Records of point placements
START
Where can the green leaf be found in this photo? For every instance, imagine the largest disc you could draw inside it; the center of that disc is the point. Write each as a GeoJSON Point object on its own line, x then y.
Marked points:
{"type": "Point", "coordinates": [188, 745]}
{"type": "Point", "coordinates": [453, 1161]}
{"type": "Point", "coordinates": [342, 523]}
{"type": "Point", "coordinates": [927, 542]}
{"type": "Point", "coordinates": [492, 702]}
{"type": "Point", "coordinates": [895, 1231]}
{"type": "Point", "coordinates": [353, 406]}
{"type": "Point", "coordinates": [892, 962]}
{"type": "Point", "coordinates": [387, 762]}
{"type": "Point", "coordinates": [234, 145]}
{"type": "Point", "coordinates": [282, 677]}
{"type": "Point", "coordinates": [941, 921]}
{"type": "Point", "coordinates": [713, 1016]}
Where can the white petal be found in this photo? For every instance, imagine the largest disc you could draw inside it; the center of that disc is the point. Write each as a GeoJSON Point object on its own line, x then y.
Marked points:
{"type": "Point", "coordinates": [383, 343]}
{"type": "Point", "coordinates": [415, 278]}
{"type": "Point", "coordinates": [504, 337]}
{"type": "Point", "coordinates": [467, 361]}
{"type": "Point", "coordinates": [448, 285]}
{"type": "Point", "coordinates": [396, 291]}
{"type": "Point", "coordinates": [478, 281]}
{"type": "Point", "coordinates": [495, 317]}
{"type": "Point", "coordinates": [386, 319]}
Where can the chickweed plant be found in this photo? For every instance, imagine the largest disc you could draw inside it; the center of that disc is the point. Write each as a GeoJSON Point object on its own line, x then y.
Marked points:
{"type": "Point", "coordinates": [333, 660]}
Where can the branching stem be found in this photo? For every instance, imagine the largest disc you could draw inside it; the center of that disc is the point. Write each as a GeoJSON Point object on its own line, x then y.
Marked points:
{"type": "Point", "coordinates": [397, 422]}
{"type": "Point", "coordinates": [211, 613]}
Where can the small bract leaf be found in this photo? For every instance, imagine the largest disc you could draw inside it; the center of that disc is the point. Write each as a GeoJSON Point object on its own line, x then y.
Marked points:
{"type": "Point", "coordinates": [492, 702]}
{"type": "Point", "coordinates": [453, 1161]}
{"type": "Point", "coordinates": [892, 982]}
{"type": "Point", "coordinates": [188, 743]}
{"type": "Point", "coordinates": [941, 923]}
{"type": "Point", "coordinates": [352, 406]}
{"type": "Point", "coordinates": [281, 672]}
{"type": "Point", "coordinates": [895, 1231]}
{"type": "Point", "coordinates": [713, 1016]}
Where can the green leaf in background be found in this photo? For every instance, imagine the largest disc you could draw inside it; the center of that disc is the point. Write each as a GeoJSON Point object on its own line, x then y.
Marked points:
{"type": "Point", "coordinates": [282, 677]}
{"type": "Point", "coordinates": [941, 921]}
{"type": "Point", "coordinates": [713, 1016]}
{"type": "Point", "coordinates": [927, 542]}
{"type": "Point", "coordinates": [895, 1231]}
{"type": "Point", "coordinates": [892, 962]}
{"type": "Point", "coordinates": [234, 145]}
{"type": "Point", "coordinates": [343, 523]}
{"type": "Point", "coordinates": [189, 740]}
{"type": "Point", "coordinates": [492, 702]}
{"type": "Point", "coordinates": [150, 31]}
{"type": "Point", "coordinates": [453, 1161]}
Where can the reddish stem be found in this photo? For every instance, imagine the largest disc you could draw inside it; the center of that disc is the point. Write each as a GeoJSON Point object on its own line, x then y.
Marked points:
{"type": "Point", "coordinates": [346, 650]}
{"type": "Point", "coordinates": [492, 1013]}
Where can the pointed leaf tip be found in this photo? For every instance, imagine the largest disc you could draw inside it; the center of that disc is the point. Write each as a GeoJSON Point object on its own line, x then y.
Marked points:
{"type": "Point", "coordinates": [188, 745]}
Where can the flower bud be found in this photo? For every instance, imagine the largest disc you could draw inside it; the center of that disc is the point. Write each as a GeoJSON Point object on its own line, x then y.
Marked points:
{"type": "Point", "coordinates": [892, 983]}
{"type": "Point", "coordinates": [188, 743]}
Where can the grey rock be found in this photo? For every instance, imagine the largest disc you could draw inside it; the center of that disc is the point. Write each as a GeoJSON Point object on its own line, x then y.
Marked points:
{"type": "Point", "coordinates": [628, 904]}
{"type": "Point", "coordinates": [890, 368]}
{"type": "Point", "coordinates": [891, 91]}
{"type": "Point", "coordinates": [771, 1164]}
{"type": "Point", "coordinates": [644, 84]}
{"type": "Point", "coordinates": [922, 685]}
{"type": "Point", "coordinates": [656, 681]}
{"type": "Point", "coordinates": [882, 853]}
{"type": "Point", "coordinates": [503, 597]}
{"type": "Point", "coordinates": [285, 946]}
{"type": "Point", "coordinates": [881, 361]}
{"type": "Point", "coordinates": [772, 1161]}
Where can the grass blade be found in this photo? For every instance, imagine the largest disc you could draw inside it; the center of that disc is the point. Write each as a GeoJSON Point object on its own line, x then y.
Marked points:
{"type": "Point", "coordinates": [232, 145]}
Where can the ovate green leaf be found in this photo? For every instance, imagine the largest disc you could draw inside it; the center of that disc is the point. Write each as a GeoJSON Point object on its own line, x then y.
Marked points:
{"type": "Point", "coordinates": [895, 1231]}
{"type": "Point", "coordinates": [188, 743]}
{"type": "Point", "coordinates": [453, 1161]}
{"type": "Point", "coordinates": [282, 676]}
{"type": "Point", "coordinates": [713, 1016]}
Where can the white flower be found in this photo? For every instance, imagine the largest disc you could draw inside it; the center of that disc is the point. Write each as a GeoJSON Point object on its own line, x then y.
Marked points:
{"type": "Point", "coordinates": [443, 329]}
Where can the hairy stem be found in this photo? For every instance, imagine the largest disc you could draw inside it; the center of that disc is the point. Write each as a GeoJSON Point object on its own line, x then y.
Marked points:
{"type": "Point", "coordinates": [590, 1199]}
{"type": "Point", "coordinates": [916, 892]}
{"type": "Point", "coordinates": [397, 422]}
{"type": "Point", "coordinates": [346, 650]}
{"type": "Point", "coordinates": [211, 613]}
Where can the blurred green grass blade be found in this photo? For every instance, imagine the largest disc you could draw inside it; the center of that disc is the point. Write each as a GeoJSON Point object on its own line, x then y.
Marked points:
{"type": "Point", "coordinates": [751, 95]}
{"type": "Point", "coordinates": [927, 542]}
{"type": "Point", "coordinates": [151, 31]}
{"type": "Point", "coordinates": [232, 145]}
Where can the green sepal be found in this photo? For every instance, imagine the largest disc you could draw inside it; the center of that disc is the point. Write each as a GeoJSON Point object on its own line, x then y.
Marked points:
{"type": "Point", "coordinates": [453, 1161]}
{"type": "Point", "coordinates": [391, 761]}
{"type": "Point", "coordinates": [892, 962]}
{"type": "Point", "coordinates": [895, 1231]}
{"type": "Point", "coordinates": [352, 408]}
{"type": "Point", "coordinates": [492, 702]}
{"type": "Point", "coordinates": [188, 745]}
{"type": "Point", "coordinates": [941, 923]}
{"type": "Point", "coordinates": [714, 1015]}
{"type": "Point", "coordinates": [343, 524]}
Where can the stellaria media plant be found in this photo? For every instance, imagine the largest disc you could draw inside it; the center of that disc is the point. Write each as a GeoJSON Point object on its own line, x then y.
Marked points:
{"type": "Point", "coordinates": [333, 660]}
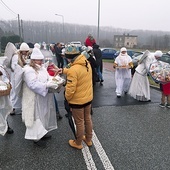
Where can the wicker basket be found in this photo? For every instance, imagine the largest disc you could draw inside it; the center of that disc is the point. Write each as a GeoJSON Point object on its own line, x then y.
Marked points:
{"type": "Point", "coordinates": [7, 91]}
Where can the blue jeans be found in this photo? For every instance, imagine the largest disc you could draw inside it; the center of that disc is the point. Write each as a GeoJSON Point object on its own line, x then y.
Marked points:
{"type": "Point", "coordinates": [56, 104]}
{"type": "Point", "coordinates": [99, 73]}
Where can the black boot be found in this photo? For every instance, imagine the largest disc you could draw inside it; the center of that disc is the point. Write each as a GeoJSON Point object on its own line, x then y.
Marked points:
{"type": "Point", "coordinates": [59, 117]}
{"type": "Point", "coordinates": [13, 112]}
{"type": "Point", "coordinates": [10, 131]}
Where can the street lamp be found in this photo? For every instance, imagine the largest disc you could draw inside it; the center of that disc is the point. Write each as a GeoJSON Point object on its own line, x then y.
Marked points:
{"type": "Point", "coordinates": [98, 21]}
{"type": "Point", "coordinates": [63, 26]}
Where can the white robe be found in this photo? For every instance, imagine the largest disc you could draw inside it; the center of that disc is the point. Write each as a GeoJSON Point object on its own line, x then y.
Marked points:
{"type": "Point", "coordinates": [122, 76]}
{"type": "Point", "coordinates": [140, 87]}
{"type": "Point", "coordinates": [38, 107]}
{"type": "Point", "coordinates": [15, 99]}
{"type": "Point", "coordinates": [5, 106]}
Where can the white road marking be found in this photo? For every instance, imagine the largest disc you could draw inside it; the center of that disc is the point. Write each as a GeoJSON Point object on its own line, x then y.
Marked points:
{"type": "Point", "coordinates": [103, 157]}
{"type": "Point", "coordinates": [88, 158]}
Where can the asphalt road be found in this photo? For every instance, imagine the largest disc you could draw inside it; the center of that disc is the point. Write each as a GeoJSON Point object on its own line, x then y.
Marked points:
{"type": "Point", "coordinates": [128, 135]}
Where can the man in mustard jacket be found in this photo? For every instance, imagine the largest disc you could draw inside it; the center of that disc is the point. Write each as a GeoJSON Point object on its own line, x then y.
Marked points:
{"type": "Point", "coordinates": [79, 94]}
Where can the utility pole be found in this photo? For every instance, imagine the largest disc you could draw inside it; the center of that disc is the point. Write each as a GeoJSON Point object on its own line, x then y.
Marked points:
{"type": "Point", "coordinates": [19, 27]}
{"type": "Point", "coordinates": [98, 22]}
{"type": "Point", "coordinates": [22, 30]}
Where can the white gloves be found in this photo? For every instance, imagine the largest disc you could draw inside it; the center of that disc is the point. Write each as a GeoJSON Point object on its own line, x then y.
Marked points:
{"type": "Point", "coordinates": [52, 85]}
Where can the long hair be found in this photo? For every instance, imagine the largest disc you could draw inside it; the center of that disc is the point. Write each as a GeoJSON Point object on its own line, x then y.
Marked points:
{"type": "Point", "coordinates": [33, 65]}
{"type": "Point", "coordinates": [21, 59]}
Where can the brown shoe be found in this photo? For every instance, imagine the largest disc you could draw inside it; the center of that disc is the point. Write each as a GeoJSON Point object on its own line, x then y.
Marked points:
{"type": "Point", "coordinates": [87, 143]}
{"type": "Point", "coordinates": [73, 144]}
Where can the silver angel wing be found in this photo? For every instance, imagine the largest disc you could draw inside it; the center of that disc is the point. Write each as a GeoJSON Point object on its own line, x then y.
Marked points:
{"type": "Point", "coordinates": [145, 54]}
{"type": "Point", "coordinates": [10, 50]}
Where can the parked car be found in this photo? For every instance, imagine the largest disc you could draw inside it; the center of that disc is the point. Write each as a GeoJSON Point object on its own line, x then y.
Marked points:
{"type": "Point", "coordinates": [108, 53]}
{"type": "Point", "coordinates": [76, 43]}
{"type": "Point", "coordinates": [130, 53]}
{"type": "Point", "coordinates": [165, 58]}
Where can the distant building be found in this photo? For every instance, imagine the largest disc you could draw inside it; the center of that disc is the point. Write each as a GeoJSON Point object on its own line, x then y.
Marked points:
{"type": "Point", "coordinates": [129, 41]}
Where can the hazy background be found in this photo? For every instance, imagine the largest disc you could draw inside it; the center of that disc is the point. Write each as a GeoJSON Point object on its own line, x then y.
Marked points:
{"type": "Point", "coordinates": [125, 14]}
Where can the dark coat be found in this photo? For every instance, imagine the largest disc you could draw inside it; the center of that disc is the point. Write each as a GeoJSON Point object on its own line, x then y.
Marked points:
{"type": "Point", "coordinates": [98, 54]}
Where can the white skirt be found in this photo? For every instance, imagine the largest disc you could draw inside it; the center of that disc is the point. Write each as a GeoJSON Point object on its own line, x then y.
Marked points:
{"type": "Point", "coordinates": [36, 132]}
{"type": "Point", "coordinates": [140, 88]}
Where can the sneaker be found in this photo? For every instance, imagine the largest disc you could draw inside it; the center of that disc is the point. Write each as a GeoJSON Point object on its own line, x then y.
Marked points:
{"type": "Point", "coordinates": [13, 112]}
{"type": "Point", "coordinates": [40, 143]}
{"type": "Point", "coordinates": [87, 143]}
{"type": "Point", "coordinates": [59, 117]}
{"type": "Point", "coordinates": [161, 105]}
{"type": "Point", "coordinates": [46, 137]}
{"type": "Point", "coordinates": [10, 131]}
{"type": "Point", "coordinates": [73, 144]}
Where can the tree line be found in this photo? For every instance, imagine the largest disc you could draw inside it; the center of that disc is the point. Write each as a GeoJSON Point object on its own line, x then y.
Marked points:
{"type": "Point", "coordinates": [52, 32]}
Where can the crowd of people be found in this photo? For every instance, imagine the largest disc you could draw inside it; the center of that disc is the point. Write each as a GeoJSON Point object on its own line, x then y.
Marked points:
{"type": "Point", "coordinates": [33, 95]}
{"type": "Point", "coordinates": [34, 86]}
{"type": "Point", "coordinates": [138, 86]}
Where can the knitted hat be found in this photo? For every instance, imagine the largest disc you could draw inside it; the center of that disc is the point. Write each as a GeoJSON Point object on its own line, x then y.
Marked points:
{"type": "Point", "coordinates": [123, 49]}
{"type": "Point", "coordinates": [24, 47]}
{"type": "Point", "coordinates": [37, 45]}
{"type": "Point", "coordinates": [158, 53]}
{"type": "Point", "coordinates": [37, 54]}
{"type": "Point", "coordinates": [71, 51]}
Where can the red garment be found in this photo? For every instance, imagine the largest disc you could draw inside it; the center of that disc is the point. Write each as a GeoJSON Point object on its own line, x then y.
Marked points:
{"type": "Point", "coordinates": [90, 42]}
{"type": "Point", "coordinates": [50, 70]}
{"type": "Point", "coordinates": [166, 89]}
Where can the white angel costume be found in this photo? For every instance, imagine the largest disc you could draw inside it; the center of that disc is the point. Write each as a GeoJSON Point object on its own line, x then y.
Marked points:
{"type": "Point", "coordinates": [38, 107]}
{"type": "Point", "coordinates": [140, 88]}
{"type": "Point", "coordinates": [5, 106]}
{"type": "Point", "coordinates": [122, 75]}
{"type": "Point", "coordinates": [15, 98]}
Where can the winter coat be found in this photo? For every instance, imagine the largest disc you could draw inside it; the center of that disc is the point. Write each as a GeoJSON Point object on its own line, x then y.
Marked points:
{"type": "Point", "coordinates": [78, 90]}
{"type": "Point", "coordinates": [98, 55]}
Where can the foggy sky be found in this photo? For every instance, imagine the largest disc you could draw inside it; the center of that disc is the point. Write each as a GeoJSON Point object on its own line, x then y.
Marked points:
{"type": "Point", "coordinates": [125, 14]}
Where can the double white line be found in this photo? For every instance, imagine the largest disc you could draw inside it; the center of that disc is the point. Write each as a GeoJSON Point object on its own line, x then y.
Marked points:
{"type": "Point", "coordinates": [103, 157]}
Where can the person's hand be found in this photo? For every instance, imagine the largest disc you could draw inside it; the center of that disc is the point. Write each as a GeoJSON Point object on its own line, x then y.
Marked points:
{"type": "Point", "coordinates": [60, 71]}
{"type": "Point", "coordinates": [52, 85]}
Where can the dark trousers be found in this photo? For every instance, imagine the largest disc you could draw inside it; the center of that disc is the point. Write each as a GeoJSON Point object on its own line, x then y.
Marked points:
{"type": "Point", "coordinates": [60, 62]}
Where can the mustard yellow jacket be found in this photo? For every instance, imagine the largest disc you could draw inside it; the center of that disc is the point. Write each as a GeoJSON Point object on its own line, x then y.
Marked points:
{"type": "Point", "coordinates": [78, 89]}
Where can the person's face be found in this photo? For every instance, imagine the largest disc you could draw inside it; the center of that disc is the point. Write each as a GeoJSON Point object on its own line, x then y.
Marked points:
{"type": "Point", "coordinates": [24, 52]}
{"type": "Point", "coordinates": [39, 62]}
{"type": "Point", "coordinates": [123, 52]}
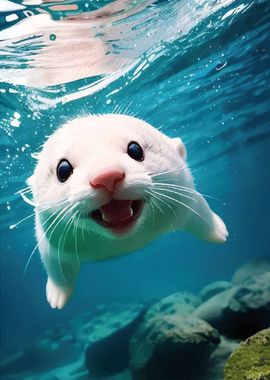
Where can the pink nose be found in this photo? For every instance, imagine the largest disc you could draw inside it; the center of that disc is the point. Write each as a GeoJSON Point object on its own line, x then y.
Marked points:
{"type": "Point", "coordinates": [108, 179]}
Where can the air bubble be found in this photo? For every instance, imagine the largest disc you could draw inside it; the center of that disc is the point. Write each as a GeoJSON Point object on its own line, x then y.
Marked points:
{"type": "Point", "coordinates": [221, 65]}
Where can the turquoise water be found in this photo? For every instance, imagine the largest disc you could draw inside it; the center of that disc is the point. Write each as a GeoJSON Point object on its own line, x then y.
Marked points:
{"type": "Point", "coordinates": [195, 69]}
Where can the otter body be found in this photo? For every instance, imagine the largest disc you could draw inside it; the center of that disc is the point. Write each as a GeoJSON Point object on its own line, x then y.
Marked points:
{"type": "Point", "coordinates": [108, 185]}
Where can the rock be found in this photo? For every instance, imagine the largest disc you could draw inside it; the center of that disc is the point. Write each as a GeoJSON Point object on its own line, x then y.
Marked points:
{"type": "Point", "coordinates": [39, 357]}
{"type": "Point", "coordinates": [171, 347]}
{"type": "Point", "coordinates": [251, 360]}
{"type": "Point", "coordinates": [214, 288]}
{"type": "Point", "coordinates": [109, 335]}
{"type": "Point", "coordinates": [240, 311]}
{"type": "Point", "coordinates": [178, 303]}
{"type": "Point", "coordinates": [251, 269]}
{"type": "Point", "coordinates": [218, 359]}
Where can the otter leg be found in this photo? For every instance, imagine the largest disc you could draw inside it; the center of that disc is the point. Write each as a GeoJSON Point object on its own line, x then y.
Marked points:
{"type": "Point", "coordinates": [204, 223]}
{"type": "Point", "coordinates": [60, 283]}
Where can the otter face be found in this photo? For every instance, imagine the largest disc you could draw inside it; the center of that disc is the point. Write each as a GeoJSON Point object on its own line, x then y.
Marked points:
END
Problem to solve — Beginning at the line that contains "Where can the turquoise" and continuing through the end of the records, give those lines as a numbered list, omitting any blank lines.

The result —
1. Where can the turquoise water be found in this photo? For every instance, imagine the largest disc you could draw inside it; the center of that disc is the point. Write each as a GeoJSON Point object on its own line, x then y.
2. Marked points:
3. {"type": "Point", "coordinates": [195, 69]}
4. Where can the otter body be found in this photo? For every instance, imagine the largest disc you could draw inside it; the center of that disc is the point. Write each as a GeoJSON Point object on its own line, x then y.
5. Marked points:
6. {"type": "Point", "coordinates": [108, 185]}
7. Where can the rock be found in this photo? For every instance, imagine the largest disc you could draw inside it; the center of that disc is the point. Write each as a GeoJSON Point object on its own line, x then y.
8. Marked points:
9. {"type": "Point", "coordinates": [39, 357]}
10. {"type": "Point", "coordinates": [171, 347]}
11. {"type": "Point", "coordinates": [251, 360]}
12. {"type": "Point", "coordinates": [214, 288]}
13. {"type": "Point", "coordinates": [109, 335]}
14. {"type": "Point", "coordinates": [240, 311]}
15. {"type": "Point", "coordinates": [178, 303]}
16. {"type": "Point", "coordinates": [251, 269]}
17. {"type": "Point", "coordinates": [218, 359]}
18. Where can the otter leg be found in this photo? For every instance, imagine the largest disc you could draw inside it; the center of that disc is the point. Write each as a GeoJSON Point object on its own line, x then y.
19. Marked points:
20. {"type": "Point", "coordinates": [204, 223]}
21. {"type": "Point", "coordinates": [60, 283]}
22. Where can the otter face be found in this photo? For every instance, imagine the largest disc you could draw inside it; the center of that disc is the point. Write each as a GeoJSON Point object on its own line, x then y.
23. Marked points:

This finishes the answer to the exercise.